● Instruction
Reproduce the passage of the DuckDB utilities page starting with "Database utilities for" and stopping after "be extended with additional configuration options as needed.".

● Page extract
· · ·

Skip to content

Database

utils

Database utilities for DuckDB table creation, schema export, and nested data extraction.

create_duckdb_connection

create_duckdb_connection(*, database: str = ':memory:', read_only: bool = False) -> duckdb.DuckDBPyConnection

Creates and returns a DuckDB connection with configurable settings.

This provides a centralized way to create DuckDB connections that can be extended with additional configuration options as needed.

Parameters:

Name Type Description Default
database str

Database path or ":memory:" for in-memory database (default: ":memory:")

':memory:'
read_only bool

Whether to open the database in read-only mode (default: False)

False

Returns:

Type Description
DuckDBPyConnection

DuckDB connection object

Example

con = create_duckdb_connection() # In-memory database con = create_duckdb_connection(database="mydata.db") # File-based database con = create_duckdb_connection(database="mydata.db", read_only=True) # Read-only

Source code in t3api_utils/db/utils.py
def create_duckdb_connection(
    *,
    database: str = ":memory:",
    read_only: bool = False,
) -> duckdb.DuckDBPyConnection:
    """
    Creates and returns a DuckDB connection with configurable settings.

    This provides a centralized way to create DuckDB connections that can be
    extended with additional configuration options as needed.

    Args:
        database: Database path or ":memory:" for in-memory database (default: ":memory:")
        read_only: Whether to open the database in read-only mode (default: False)

    Returns:
        DuckDB connection object

    Example:
        >>> con = create_duckdb_connection()  # In-memory database
        >>> con = create_duckdb_connection(database="mydata.db")  # File-based database
        >>> con = create_duckdb_connection(database="mydata.db", read_only=True)  # Read-only
    """
    return duckdb.connect(database=database, read_only=read_only)

flatten_and_extract

flatten_and_extract(*, data: List[Dict[str, Any]], extracted_tables: Dict[str, Dict[Any, Dict[str, Any]]]) -> List[Dict[str, Any]]

Flattens nested records and extracts referenced dicts and lists of dicts into separate tables.

Parameters:

Name Type Description Default
data List[Dict[str, Any]]

A list of top-level dictionaries containing nested dicts and/or lists.

required
extracted_tables Dict[str, Dict[Any, Dict[str, Any]]]

A dictionary to collect deduplicated records by table name.

required

Returns:

Type Description
List[Dict[str, Any]]

A list of flattened dictionaries with references to nested entities via foreign keys.

Source code in t3api_utils/db/utils.py
def flatten_and_extract(
    *,
    data: List[Dict[str, Any]],
    extracted_tables: Dict[str, Dict[Any, Dict[str, Any]]],
) -> List[Dict[str, Any]]:
    """
    Flattens nested records and extracts referenced dicts and lists of dicts into separate tables.

    Args:
        data: A list of top-level dictionaries containing nested dicts and/or lists.
        extracted_tables: A dictionary to collect deduplicated records by table name.

    Returns:
        A list of flattened dictionaries with references to nested entities via foreign keys.
    """
    flat_data: List[Dict[str, Any]] = []

    for record in data:
        flat_record = {}
        parent_id = record.get(ID_KEY)
        parent_model = record.get(MODEL_KEY)

        for key, value in record.items():
            # if _is_nested_dict(value):
            #     _extract_nested_dict(value, flat_record, extracted_tables)

· · ·

● Extracted entries
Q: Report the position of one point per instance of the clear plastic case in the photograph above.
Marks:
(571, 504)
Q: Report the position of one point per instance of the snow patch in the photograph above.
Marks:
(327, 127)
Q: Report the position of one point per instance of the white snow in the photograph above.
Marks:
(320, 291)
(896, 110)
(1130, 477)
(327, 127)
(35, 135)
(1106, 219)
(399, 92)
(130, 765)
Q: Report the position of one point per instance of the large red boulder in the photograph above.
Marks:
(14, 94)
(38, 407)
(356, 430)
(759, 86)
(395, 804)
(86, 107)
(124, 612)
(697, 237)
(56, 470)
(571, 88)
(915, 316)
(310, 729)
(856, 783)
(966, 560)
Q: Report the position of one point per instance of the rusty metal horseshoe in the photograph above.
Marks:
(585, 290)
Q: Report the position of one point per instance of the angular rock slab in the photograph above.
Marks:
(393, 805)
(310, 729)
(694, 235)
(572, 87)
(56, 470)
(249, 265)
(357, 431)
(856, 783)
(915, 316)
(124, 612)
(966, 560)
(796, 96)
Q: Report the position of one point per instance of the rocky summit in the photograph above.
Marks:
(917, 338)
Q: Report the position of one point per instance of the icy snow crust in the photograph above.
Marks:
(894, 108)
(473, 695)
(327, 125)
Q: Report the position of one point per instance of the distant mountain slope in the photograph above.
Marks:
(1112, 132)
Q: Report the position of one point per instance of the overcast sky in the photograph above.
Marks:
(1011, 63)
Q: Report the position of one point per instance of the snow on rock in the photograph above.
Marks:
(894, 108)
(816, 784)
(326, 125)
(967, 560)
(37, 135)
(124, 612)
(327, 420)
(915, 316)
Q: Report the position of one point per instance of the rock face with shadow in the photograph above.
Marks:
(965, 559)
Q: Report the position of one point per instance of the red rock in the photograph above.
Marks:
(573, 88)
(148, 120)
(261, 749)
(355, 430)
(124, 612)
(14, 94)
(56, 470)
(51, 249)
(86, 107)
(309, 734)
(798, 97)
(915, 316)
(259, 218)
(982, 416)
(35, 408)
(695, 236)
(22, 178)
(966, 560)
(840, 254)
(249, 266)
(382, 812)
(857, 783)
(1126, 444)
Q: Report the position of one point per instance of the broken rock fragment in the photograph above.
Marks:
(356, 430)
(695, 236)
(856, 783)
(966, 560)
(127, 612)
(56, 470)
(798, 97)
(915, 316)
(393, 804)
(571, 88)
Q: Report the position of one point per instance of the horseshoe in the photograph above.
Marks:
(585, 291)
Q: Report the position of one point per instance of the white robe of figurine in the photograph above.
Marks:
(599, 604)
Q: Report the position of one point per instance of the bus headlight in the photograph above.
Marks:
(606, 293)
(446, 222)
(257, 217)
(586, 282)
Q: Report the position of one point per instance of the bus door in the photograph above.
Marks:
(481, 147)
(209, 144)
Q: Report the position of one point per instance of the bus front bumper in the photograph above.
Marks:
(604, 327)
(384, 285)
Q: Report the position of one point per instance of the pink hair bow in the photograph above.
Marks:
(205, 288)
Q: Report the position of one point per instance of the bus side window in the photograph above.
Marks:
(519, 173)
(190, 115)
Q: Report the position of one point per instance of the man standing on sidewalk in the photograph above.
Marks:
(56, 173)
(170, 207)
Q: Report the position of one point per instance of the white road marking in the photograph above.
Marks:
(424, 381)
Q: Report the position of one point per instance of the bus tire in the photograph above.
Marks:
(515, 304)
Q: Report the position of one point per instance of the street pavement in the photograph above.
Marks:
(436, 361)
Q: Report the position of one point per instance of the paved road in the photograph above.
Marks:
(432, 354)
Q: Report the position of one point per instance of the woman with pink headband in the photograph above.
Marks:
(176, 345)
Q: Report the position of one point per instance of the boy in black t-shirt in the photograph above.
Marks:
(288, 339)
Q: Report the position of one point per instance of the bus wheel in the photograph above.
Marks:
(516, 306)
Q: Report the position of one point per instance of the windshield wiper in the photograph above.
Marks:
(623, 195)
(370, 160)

· · ·

● Complete response
Database utilities for DuckDB table creation, schema export, and nested data extraction.

create_duckdb_connection

create_duckdb_connection(*, database: str = ':memory:', read_only: bool = False) -> duckdb.DuckDBPyConnection

Creates and returns a DuckDB connection with configurable settings.

This provides a centralized way to create DuckDB connections that can be extended with additional configuration options as needed.